Here is a photo of the Kaw family with Pt. Sahajram in the lower row center, his left being Pt Swaroopnath, his right Pt Madhusudhan and top right Dr Mukundlal. The young boy seated in the lower row is Pt Harikishen Kaw, Pt. Swaroopnath's son along with Pt Madhusudan's daughter Batni.


My maternal grandfather Hari Krishen was born in 1920, he looks about 5-6 years old here. So this photograph should date around 1925.





[...]this is very much our house and my father Pt. Hari Krishen Kaw standing at the entrance door after he returned from California in 1988. He is holding a cane and right leg slighted due to his surgery here in San Jose after an accident. In 1990 I met a Cal Berkeley Professor Randolph Langenbach (Also my facebook friend now) in Late Kulbhushan Gupta,s house in Oakland on a Christmas Party. After introduction and pleasantries, he inquired where I originally hailed from. Upon hearing Srinagar, he informed me about his spending two years there as Consultant on environment to Jammu and Kashmir Government and that his speciality was earthquake proof housing. He thought Kasmirian and El-Salvadorian housing were the best earthquake proof housings in the world. He explained something to do with Daji-Deewari, Viram (The long staff) and ductility etc. Upon parting he asked for my address so he would send me his research paper on the subject, he published.Three days later, a tight vanilla envelope arrived by mail and upon pulling the journal slowly from the envelope, the first thing what appeared on the glossy cover of the journal was "American preservation technology journal", further thrust pulling the magazine out revealed the whole glossy cover page with journal name and this particular picture on the front page. [...]

And BTW the house in question has been demolished by people who bought from us and a brand new structure erected taller than 4 stories house we lived in, informs my nephew Avinash Kachroo.

Avinash Kachroo:

The particular building of the group which formed the original household and works of Pt. Sahajram Kaw's sons pictured here ceased to stand when I visited the very spot from where the picture was taken, in 2014 - effecting whatever little closure I needed on Kashmir (having born and raised out of Kashmir). The front building long dispossessed still stood, though extremely dilapidated.
········
* _EXERCISES_
- 1) Translate this sentence from the Kaw family passage into Spanish: "The front building long dispossessed still stood, though extremely dilapidated."
- 2) Carry the Kaw family passage forward from its final sentence.

[Spatial localization data]
········
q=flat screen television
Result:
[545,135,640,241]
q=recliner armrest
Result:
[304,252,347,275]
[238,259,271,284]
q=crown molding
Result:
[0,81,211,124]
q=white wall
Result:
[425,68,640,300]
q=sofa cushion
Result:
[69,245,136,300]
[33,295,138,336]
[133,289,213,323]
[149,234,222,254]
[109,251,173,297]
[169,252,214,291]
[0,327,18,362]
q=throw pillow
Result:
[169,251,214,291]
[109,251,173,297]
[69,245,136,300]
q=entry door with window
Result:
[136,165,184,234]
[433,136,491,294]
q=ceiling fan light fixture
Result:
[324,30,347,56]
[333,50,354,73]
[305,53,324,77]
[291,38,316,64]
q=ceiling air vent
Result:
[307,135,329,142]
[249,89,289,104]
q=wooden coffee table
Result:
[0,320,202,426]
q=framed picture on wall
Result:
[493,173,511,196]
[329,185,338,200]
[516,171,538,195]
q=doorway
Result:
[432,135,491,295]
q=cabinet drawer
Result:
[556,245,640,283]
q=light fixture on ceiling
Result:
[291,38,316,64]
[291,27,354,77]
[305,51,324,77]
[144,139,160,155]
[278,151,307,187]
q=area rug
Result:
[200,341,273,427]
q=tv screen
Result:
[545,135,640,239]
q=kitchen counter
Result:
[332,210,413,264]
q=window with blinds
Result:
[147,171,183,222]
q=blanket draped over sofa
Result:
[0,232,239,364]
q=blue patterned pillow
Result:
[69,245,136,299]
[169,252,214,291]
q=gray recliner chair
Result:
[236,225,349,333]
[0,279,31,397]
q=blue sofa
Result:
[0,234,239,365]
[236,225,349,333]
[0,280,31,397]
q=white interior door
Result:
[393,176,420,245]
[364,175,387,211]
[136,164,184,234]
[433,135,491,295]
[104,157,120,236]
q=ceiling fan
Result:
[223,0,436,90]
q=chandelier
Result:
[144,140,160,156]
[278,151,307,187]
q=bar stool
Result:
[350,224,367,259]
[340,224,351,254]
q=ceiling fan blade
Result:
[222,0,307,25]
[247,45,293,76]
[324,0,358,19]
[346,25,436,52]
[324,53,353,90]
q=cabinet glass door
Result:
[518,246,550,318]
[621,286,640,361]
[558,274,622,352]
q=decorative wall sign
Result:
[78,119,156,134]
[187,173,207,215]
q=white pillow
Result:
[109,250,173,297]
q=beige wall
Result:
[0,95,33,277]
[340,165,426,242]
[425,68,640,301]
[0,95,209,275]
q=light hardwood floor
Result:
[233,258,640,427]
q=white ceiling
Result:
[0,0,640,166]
········
* _RESPONSES PER TASK_
- 1) El edificio delantero, perdido hacía mucho tiempo, seguía en pie, aunque extremadamente deteriorado.

- 2)
The flight of stone steps had gone and kids stared with a mix of intrigue and curiosity at my intrusive presence

The original river facing building of the household still stood on the very banks which used to be once full of life

My family comes from the Raghunath Temple area of Fateh Kadal. Interestingly, I never visited the temple when we would visit Srinagar during summer each year until my extended joint family sold off that property and we moved out to a new house in Chhanapora. However in 2014 when I visited Srinagar after 25 years, I wanted to visit the temple after the customary visit to the ancestral neighbourhood. We took the kocha to the side door that was closer to our house and was the one my father would take as a kid. However we found that entry had been walled off. We asked some onlooker muslim women who were monitoring the unusual activity and they said the main door from the front was also shut. So we scaled the temple compound wall and found the iconic temple compound and temple building deserted and in absolute mess. The garbha gruha (sanctum sanctorum) doors were missing and so was any trace of the statues. What shocked me was that there was no news of what happened to the temple and why was it in this state. Disappointed, we left the neighbourhood with lots of questions. Any picture of the down town Srinagar is incomplete without Parbat, Khanqah and Raghunath temple - yet this was to befall the landmark.